══ Data excerpts
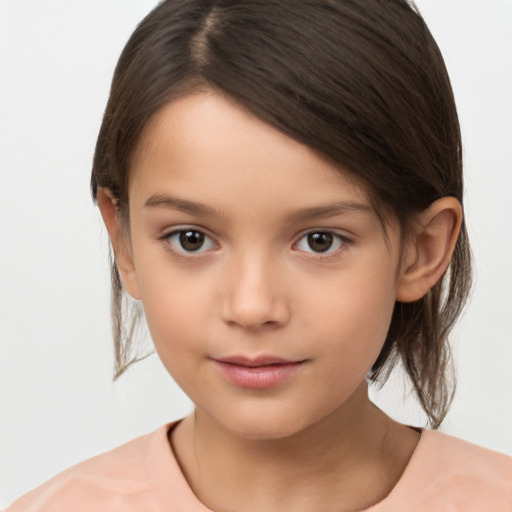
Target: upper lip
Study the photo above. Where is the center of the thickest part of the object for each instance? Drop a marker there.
(255, 361)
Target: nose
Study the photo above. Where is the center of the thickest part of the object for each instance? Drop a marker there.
(254, 295)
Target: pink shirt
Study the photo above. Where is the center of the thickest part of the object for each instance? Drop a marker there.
(445, 474)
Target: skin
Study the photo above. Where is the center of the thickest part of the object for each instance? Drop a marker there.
(257, 287)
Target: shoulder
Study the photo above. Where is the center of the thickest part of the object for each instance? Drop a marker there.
(449, 474)
(117, 480)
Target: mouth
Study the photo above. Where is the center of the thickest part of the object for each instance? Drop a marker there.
(257, 373)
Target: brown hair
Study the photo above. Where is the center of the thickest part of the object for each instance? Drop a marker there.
(360, 81)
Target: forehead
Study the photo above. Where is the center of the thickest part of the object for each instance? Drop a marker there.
(206, 142)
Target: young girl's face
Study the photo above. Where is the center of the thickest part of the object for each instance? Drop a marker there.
(267, 280)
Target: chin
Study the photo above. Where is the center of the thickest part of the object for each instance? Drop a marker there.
(266, 425)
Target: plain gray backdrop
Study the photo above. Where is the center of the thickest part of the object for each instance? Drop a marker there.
(57, 401)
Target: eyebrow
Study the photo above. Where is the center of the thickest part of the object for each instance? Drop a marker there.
(305, 214)
(182, 205)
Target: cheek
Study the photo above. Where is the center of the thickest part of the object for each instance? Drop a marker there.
(352, 317)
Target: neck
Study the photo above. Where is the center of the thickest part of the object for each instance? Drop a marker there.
(349, 460)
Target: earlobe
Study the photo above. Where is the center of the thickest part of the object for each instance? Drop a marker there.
(119, 240)
(430, 249)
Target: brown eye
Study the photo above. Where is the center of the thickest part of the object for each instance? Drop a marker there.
(320, 242)
(189, 241)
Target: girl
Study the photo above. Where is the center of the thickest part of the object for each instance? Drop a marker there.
(281, 182)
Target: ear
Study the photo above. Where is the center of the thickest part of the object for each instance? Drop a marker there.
(430, 248)
(120, 241)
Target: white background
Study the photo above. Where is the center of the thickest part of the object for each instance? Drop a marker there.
(57, 402)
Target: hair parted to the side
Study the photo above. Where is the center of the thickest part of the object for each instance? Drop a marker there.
(360, 81)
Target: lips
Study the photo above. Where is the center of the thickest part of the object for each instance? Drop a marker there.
(257, 373)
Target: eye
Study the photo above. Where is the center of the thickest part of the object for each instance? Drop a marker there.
(189, 241)
(320, 242)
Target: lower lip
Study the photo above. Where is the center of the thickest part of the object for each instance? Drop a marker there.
(258, 377)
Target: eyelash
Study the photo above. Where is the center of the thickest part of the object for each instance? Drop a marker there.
(339, 241)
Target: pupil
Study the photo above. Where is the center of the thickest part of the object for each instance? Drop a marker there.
(191, 240)
(320, 242)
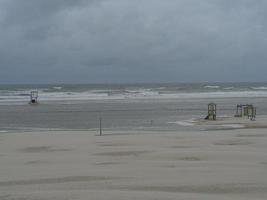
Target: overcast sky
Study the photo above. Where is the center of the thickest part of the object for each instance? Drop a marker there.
(118, 41)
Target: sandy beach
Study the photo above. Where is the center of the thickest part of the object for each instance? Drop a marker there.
(221, 164)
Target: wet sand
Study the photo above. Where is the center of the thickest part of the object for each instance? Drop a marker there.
(214, 164)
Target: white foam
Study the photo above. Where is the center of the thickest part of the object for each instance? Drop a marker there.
(259, 88)
(212, 86)
(57, 87)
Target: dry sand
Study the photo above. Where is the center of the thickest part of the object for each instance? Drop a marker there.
(221, 164)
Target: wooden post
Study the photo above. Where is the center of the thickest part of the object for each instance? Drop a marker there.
(100, 126)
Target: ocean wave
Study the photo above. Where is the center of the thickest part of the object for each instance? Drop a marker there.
(212, 86)
(259, 88)
(23, 96)
(57, 87)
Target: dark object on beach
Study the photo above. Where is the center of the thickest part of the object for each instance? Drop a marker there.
(100, 126)
(33, 97)
(212, 111)
(247, 110)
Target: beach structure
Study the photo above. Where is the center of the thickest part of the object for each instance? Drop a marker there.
(247, 110)
(212, 111)
(33, 97)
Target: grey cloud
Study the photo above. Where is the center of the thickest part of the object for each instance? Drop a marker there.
(132, 40)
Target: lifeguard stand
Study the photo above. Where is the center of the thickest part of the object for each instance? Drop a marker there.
════
*Task brief:* Copy all of the records above verbatim, leaving out the pictures.

*Task output:*
Target: upper lip
Study the photo above. Where is the center of the thickest part of the object for each instance? Drop a marker there.
(255, 361)
Target: nose
Study the photo above. Where is the center of the thickest part of the object for each instance? Drop a marker there.
(254, 295)
Target: pink shirt
Study the photo above. Where is the center of the thickest part of the object for each instance? Drop a marker there.
(445, 474)
Target: skin
Study the photo above. Where is the center of the thickest part of the object for each instance? Drop a marker there.
(257, 287)
Target: shoulder
Study the photo above. Where is the center of the thickest part of the object for each instance? Drop a marker there.
(449, 474)
(117, 480)
Target: mouth
Study the photo above. Where is the center of the thickest part of the object for each instance? Drop a marker there.
(257, 373)
Target: brown hair
Study the photo above. Where is the center of the thickest part of the object for each instance? Drop a marker there.
(360, 81)
Target: forehead
Study the photo above. Where is the center of the thickest part of the object for each instance? Drop a marker there.
(206, 142)
Target: young girl's face
Study the photo above. Where is the center of the thickest part of the object for each instance? Drop a marker there.
(267, 280)
Target: chin
Study the photo above. Where is the center of the thickest part of the object for each instance? Drop a marker there.
(266, 425)
Target: plain gray backdrop
Study the photo above. Where is the center of the thickest part of the object for each instance? Drop a marker there.
(57, 401)
Target: eyebrow
Study the photo above. Where is the center of the thickest part of the object for each instance? Drop a marker there.
(305, 214)
(182, 205)
Target: cheek
Study the photo above. Where is the center of the thickest part of the object for each instance? Drop a marker there.
(352, 317)
Target: neck
Study the photo above. Where is the center of the thickest part of the object for each instance? Drop a marker there.
(349, 460)
Target: earlobe
Study the photo above. Where is the center of the thickest part of the object for each instance? Drop a marker there.
(119, 240)
(430, 249)
Target: brown eye
Study the photo above. Where is the center of the thickest part of the object for each instance? Drop a marker there.
(320, 242)
(189, 241)
Target: girl
Study the photo above. Where is the center of the thickest part of the object for each instance? Drop a marker there.
(281, 182)
Target: ear
Study the photo above. Where is the center of the thickest part of the object for each instance? Drop a marker there.
(430, 248)
(120, 241)
Target: white background
Study the photo above. Where is the center of the thickest part of the object for each instance? Drop a marker there.
(57, 402)
Target: hair parted to the side
Study the photo above. Where is the center of the thickest part of the object for each instance? Drop a marker there.
(360, 81)
Target: lips
Study the photo above. Where is the center of the thickest part of the object for each instance? Drop a marker there.
(257, 373)
Target: eye
Study the photo above. Where is the center of the thickest part of the object for each instance? Drop a marker there.
(189, 241)
(320, 242)
Target: lower lip
Study the photo above. Where is the center of the thickest part of the object for each instance? Drop a marker there.
(258, 377)
Target: eyelash
Study the photo above. Where is the center of the thickest part of the object for each instance? Drop a marker there.
(339, 241)
Target: pupil
Study the photo above. Where is the center of the thickest part of the object for each instance? Drop a marker there.
(191, 240)
(320, 242)
Target: overcast sky
Study the photo above. Where is the center of the thickest part of the object for each instance? Drop a marker there.
(118, 41)
Target: sandy beach
Study the photo above. Where is the center of the thickest part of the object for each instance? Drop a marker there.
(221, 164)
Target: wet sand
Study the photo above. Where is the center of the thickest part of the object for each instance? Drop a marker there.
(214, 164)
Target: white foam
Study the photo above. Where is the center of the thickest part of the object for each instance? Drop a marker there.
(259, 88)
(212, 86)
(57, 87)
Target: dry sand
Study the photo above. Where is the center of the thickest part of the object for each instance? Drop a marker there.
(221, 164)
Target: wooden post
Study the photo above. Where is the center of the thickest part of the object for each instance? Drop a marker there.
(100, 126)
Target: ocean wave
Study the photo above. Where is the center of the thickest part of the object for each instance? Drop a marker there.
(212, 86)
(259, 88)
(23, 96)
(57, 87)
Target: dark object on beach
Study the photo above. Where is the center of the thickest part of the object for each instance? Drop a marker there.
(100, 126)
(33, 97)
(212, 111)
(247, 110)
Target: beach structure
Study the photo above. Where is the center of the thickest part of the object for each instance? Drop a marker there.
(247, 110)
(212, 111)
(33, 97)
Target: grey cloud
Study the photo above. Where is the center of the thickest part of the object for each instance? Drop a marker there.
(132, 40)
Target: lifeguard stand
Study the photo above. Where is the center of the thickest part of the object for each instance? Drop a marker there.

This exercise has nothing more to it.